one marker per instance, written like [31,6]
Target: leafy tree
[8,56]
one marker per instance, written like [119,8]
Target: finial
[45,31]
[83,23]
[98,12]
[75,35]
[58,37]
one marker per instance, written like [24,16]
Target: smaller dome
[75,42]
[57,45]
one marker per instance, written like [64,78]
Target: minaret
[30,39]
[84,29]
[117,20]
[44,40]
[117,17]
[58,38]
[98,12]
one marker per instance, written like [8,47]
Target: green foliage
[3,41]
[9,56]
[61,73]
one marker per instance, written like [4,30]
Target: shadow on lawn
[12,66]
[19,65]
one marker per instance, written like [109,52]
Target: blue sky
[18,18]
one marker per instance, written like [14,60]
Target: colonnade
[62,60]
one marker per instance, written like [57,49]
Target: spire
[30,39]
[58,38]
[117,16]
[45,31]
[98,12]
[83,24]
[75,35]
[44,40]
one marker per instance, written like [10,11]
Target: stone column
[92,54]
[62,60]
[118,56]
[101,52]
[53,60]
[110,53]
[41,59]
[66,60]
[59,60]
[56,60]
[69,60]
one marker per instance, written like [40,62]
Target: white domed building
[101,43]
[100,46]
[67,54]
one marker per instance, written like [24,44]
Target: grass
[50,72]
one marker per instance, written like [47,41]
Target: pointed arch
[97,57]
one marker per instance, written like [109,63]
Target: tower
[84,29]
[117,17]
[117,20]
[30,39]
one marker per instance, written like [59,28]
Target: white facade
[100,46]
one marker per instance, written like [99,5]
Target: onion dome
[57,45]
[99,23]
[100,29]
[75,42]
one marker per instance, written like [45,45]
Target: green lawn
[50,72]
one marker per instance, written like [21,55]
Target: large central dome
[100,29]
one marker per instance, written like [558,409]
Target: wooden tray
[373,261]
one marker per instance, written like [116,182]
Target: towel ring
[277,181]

**Set exercise**
Make an exact copy of the data above.

**Answer for the task**
one marker per instance, written like [31,6]
Target: leafy tree
[8,56]
one marker per instance, written like [119,8]
Target: finial
[45,31]
[83,23]
[98,12]
[75,35]
[58,37]
one marker per instance, written like [24,16]
Target: smaller dome
[75,42]
[57,45]
one marker per instance, written like [64,78]
Target: minaret
[30,39]
[84,29]
[117,20]
[44,40]
[117,17]
[58,38]
[98,12]
one marker per instance, written like [8,47]
Target: green foliage
[3,41]
[9,56]
[61,73]
one marker per instance, written like [4,30]
Target: shadow on lawn
[12,66]
[19,65]
one marker per instance, written like [109,52]
Target: blue sky
[18,18]
one marker per instance, written like [14,60]
Target: colonnade
[62,60]
one marker per instance, written like [57,49]
Target: spire
[30,39]
[58,38]
[117,16]
[45,31]
[98,12]
[83,24]
[75,35]
[44,40]
one marker per instance, written like [10,11]
Target: stone column
[92,54]
[62,60]
[118,56]
[101,52]
[53,60]
[110,53]
[41,59]
[66,60]
[59,60]
[56,60]
[69,60]
one marker per instance, written like [40,62]
Target: white domed building
[101,43]
[100,46]
[67,54]
one marker per instance, written like [24,44]
Target: grass
[50,72]
one marker per instance, written like [47,41]
Target: pointed arch
[97,57]
one marker per instance, written like [109,63]
Target: tower
[84,29]
[117,17]
[117,20]
[30,39]
one marker per instance, written like [59,28]
Target: white facade
[100,46]
one marker per instance, written like [99,5]
Target: onion dome
[57,45]
[99,23]
[100,29]
[75,42]
one marker per instance, written like [45,45]
Target: green lawn
[50,72]
one marker per instance, written like [21,55]
Target: large central dome
[100,29]
one marker per instance, written like [558,409]
Target: wooden tray
[373,261]
one marker per instance, written like [116,182]
Target: towel ring
[277,181]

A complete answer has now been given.